--- START ---
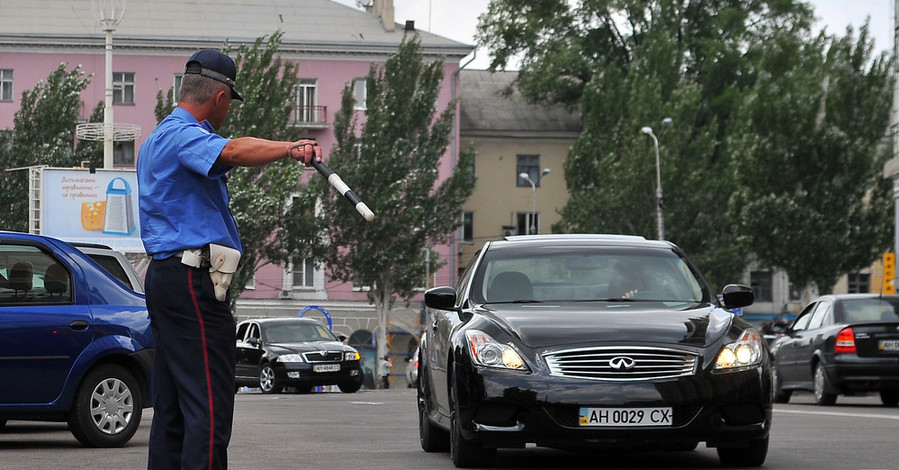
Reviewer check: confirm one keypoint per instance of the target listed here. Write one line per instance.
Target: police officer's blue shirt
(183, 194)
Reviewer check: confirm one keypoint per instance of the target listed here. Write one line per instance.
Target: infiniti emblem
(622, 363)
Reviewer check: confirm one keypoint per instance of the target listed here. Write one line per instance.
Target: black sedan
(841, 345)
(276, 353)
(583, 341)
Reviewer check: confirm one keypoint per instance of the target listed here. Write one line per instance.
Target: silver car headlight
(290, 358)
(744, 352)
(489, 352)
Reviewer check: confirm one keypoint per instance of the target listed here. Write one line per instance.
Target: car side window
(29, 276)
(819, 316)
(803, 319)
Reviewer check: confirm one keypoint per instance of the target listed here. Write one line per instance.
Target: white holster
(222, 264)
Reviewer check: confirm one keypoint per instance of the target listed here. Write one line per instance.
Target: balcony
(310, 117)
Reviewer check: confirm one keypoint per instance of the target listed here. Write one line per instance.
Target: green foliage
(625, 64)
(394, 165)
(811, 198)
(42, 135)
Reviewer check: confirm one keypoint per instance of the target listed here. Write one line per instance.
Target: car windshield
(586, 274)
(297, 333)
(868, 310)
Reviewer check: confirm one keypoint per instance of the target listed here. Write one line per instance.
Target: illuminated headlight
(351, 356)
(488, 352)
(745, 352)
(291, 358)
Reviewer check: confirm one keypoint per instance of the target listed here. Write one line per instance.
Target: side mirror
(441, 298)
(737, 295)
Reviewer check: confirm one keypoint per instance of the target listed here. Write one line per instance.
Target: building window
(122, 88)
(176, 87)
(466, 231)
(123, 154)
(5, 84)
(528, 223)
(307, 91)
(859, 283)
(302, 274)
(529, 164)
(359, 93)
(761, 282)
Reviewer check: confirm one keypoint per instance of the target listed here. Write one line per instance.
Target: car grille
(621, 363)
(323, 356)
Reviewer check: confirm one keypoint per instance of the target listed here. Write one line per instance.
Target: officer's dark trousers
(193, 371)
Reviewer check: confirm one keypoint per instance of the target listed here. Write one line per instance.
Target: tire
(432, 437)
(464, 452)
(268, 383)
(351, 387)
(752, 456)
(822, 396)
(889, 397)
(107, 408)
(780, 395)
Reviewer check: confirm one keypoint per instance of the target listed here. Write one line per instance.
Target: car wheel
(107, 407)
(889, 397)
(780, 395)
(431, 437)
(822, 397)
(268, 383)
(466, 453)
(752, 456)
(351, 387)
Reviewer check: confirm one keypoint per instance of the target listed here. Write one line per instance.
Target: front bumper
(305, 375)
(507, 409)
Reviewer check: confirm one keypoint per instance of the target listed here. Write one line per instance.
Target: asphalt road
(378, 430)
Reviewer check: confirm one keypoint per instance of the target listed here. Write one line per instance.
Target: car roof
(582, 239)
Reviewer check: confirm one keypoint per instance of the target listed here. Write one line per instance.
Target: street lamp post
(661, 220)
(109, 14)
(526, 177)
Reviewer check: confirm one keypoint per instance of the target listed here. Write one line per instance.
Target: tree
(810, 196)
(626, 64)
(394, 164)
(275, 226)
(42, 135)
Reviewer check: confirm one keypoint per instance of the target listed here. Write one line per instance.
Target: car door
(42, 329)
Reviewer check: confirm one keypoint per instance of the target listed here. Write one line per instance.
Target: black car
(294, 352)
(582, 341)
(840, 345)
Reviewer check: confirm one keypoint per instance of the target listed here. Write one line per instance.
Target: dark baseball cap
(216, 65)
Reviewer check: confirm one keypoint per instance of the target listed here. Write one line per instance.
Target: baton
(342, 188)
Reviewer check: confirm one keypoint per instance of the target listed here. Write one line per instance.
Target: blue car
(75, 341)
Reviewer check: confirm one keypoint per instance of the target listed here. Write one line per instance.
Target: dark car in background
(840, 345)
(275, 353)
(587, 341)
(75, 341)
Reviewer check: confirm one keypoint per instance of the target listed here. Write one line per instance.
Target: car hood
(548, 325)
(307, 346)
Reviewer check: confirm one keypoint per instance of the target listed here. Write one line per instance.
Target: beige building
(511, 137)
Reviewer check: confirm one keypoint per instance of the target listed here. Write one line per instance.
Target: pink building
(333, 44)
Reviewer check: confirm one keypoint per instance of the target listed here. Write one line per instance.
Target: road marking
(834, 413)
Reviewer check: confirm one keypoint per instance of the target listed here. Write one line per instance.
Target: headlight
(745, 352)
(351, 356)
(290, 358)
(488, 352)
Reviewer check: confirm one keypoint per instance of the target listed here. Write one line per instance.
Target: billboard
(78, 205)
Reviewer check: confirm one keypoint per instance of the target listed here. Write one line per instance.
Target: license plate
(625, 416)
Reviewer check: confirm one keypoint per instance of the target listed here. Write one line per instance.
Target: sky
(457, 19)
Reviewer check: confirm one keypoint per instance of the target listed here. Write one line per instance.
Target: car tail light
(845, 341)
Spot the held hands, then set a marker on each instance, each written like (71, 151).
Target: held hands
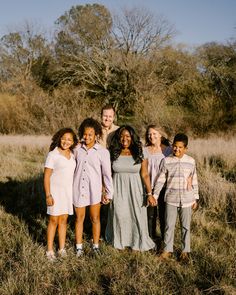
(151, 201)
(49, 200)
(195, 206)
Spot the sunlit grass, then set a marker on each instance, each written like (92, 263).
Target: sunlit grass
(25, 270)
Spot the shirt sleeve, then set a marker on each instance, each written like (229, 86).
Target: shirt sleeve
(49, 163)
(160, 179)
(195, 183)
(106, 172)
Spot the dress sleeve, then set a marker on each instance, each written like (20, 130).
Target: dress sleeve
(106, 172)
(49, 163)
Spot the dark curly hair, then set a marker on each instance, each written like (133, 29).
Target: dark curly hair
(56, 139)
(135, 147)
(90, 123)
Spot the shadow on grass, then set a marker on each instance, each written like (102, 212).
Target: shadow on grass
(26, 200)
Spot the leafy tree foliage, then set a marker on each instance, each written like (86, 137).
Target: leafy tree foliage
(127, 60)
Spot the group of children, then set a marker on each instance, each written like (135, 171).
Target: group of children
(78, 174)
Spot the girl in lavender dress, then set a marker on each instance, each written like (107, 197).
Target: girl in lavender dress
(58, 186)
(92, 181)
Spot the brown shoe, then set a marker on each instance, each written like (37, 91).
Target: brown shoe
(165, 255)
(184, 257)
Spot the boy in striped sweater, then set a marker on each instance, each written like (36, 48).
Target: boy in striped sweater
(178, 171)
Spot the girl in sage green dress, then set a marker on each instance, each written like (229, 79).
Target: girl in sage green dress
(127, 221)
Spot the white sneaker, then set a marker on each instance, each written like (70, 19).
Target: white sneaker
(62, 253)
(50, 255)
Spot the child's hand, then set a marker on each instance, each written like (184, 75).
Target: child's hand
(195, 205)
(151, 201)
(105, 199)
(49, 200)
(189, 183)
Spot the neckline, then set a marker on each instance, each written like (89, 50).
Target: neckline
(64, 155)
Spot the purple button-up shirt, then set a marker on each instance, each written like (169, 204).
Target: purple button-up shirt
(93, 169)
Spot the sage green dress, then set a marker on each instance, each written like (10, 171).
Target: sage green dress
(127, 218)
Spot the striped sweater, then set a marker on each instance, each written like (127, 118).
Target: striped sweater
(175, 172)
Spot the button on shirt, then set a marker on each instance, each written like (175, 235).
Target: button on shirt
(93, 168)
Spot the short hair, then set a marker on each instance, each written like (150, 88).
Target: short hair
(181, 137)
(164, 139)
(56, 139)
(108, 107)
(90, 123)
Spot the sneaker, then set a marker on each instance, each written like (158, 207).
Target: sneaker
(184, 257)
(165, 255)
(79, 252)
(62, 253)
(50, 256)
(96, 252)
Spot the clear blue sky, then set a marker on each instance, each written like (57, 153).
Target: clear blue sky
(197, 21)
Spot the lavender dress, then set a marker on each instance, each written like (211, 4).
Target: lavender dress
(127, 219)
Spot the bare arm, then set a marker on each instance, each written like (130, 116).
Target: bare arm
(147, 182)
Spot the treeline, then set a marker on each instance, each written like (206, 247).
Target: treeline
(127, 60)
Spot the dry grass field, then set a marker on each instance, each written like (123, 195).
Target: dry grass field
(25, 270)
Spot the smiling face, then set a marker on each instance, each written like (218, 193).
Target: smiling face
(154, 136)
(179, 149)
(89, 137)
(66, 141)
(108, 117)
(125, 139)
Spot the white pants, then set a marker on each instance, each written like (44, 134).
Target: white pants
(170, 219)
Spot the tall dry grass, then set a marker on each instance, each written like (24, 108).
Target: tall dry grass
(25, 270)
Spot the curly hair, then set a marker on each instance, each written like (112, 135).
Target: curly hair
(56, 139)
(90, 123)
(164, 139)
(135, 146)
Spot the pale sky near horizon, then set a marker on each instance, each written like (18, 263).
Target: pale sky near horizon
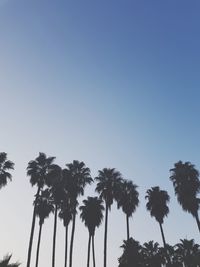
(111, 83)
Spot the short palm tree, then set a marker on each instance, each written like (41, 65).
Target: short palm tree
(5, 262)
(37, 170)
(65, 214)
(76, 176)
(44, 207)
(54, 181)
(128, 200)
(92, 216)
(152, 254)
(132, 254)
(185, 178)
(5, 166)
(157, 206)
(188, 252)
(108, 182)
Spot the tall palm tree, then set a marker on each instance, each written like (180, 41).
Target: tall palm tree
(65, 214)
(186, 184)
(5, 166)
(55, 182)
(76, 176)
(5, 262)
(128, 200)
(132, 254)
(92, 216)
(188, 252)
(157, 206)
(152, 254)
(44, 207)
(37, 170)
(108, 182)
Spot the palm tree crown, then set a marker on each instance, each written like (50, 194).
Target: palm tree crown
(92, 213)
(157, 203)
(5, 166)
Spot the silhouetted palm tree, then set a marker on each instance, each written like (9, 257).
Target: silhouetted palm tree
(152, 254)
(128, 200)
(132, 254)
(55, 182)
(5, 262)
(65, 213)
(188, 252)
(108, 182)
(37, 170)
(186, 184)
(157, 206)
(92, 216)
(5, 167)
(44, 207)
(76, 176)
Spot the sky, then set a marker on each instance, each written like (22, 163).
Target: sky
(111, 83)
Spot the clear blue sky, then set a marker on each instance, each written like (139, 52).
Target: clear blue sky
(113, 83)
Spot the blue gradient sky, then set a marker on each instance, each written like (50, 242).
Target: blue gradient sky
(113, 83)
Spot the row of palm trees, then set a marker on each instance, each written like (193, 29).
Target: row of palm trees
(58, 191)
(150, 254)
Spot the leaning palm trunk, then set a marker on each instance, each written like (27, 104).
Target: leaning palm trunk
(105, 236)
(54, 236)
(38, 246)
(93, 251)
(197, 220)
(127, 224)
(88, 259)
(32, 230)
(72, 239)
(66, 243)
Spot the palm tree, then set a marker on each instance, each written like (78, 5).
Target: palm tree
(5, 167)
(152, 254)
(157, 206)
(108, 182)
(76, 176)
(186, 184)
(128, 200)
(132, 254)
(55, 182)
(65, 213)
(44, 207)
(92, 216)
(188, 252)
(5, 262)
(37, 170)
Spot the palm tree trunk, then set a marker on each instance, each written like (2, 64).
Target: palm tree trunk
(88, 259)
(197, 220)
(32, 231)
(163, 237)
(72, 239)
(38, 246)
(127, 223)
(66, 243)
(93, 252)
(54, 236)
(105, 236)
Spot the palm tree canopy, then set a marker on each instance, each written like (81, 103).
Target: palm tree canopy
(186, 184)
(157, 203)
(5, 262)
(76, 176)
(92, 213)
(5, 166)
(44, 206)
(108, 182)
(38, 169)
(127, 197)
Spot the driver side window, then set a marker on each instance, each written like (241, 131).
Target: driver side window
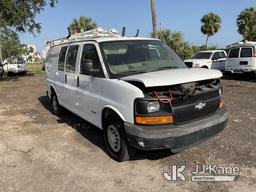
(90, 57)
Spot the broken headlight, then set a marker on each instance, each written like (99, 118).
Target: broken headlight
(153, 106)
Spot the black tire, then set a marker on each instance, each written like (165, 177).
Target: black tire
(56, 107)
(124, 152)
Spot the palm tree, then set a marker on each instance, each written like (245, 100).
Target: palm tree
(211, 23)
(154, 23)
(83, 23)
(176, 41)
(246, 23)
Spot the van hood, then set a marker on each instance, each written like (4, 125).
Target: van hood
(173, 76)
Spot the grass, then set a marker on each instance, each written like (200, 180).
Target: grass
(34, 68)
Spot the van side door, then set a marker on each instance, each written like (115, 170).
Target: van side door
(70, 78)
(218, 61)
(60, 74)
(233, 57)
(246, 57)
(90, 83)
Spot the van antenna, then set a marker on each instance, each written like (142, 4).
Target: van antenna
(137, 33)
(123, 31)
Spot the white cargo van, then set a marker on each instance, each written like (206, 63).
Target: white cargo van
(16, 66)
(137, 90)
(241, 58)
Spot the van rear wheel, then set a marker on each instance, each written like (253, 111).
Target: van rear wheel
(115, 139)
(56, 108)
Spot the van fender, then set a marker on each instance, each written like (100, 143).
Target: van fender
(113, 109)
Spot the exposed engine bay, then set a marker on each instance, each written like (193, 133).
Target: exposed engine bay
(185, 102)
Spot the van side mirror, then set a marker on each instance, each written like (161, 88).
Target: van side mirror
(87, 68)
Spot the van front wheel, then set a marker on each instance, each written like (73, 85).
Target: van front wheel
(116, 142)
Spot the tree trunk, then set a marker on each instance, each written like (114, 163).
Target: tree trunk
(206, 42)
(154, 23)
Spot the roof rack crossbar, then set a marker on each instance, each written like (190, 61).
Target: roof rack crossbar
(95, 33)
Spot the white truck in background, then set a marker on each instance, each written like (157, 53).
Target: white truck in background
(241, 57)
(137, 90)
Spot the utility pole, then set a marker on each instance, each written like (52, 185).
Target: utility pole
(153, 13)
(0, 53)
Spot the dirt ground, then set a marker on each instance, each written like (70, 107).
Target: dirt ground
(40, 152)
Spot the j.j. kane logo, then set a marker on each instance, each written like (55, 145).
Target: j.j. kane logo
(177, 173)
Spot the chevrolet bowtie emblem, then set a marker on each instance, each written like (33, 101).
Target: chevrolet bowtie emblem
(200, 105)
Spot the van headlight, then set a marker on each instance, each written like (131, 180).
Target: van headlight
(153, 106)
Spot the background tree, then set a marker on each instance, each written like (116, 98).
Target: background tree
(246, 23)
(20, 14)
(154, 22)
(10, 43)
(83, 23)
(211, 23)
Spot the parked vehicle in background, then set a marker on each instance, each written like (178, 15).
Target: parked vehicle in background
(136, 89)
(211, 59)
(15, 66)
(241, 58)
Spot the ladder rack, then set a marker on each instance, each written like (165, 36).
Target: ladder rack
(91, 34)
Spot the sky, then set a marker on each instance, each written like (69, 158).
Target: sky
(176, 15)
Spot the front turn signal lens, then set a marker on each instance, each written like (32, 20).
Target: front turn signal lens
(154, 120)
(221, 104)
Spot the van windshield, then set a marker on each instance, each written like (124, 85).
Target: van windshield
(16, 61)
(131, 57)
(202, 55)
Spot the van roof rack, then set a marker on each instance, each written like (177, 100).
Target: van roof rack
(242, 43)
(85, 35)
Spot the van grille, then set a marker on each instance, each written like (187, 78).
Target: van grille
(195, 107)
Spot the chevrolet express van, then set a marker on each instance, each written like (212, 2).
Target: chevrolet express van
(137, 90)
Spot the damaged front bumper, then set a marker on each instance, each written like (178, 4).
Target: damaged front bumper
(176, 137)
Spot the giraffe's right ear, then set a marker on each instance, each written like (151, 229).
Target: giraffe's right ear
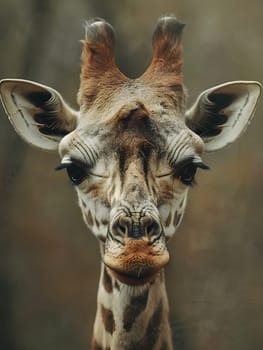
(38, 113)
--- END ---
» **Exercise prompt**
Copy the lines above between the one holding "Target: curly hair" and the one holding "Spot the silhouetted", inclusive. Drop the pictures.

» **Answer section**
Target: curly hair
(56, 139)
(90, 123)
(164, 139)
(135, 146)
Spot the pale sky near horizon, then set a marker on each instance, each written like (18, 263).
Target: pale sky near horizon
(111, 83)
Spot the short palm tree, then set a marker on each instance, each written like (41, 65).
Target: short palm tree
(5, 262)
(37, 170)
(65, 214)
(76, 176)
(44, 207)
(54, 181)
(128, 200)
(92, 216)
(152, 254)
(132, 254)
(185, 178)
(5, 166)
(157, 206)
(188, 252)
(108, 182)
Spot the tall palm tree, then set a marker on each instance, each written like (180, 41).
Target: tall palm tree
(65, 214)
(186, 184)
(5, 166)
(55, 182)
(76, 176)
(5, 262)
(128, 200)
(132, 254)
(92, 216)
(188, 252)
(157, 206)
(152, 254)
(44, 207)
(37, 170)
(108, 182)
Spot the palm tree crown, then set a marker on each instance, each written like (50, 194).
Target: palm tree crown
(92, 213)
(157, 203)
(5, 166)
Spot the silhouetted palm tree, then set a marker on each instance, each written like (9, 257).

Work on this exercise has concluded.